- [PROVIDED TEXT]
Cognition
Great Thinking Is Supposed to Make Your Brain Hurt
Thinking hard hurts, and that’s exactly how you get smarter.
Updated April 23, 2025 Reviewed by Monica Vilhauer Ph.D.
Key points
- The brain is like a muscle; it thrives when we challenge it, and it has limits we need to respect.
- Great thinking requires metabolic effort: Your brain accumulates "residue" like overworked muscles.
- Cognitive growth demands progressive challenges. Without new terrain, the brain stagnates.
- True mastery comes from balancing productive strain with recovery.
Whoever first said the brain is like a muscle was closer to the truth than they probably knew.
Spend an hour wrestling with a crossword puzzle, tackling a Sudoku grid, or calculating the area under a parabola, and you’ll feel it firsthand: Your brain is not an inexhaustible source of great thoughts and peak performance.
The brain has its limits.
One of the greatest pursuits a curious person can undertake is learning how to push those limits farther, without breaking them.
Those who’ve tried may have found that good thinking—the insightful, heavy-lifting kind—is not just hard. It can bring about sensations startlingly close to physical fatigue, even pain.
This is where the brain-as-muscle analogy comes together.
In 2022, Mathias Pessiglione and colleagues at the Paris Brain Institute published research showing that intense cognitive work doesn't simply "tire" the brain in some vague way; it physically alters the chemical environment inside it.

- [EXERCISE AIM]
Answer these questions using the article on hard thinking above.
(a) Who reviewed the article?
(b) According to the key points, what does true mastery come from?
(c) In what year did Mathias Pessiglione and colleagues publish their research, and at which institution did they work?

Segmentation mask data
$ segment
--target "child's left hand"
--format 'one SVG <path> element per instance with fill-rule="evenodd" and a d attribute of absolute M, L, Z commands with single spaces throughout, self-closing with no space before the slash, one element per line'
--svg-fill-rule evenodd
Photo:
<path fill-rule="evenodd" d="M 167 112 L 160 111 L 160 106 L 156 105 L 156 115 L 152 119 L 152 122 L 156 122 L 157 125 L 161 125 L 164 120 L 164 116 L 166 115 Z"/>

- [EXPECTED ANSWER]
(a) Monica Vilhauer Ph.D.
(b) Balancing productive strain with recovery.
(c) 2022, at the Paris Brain Institute.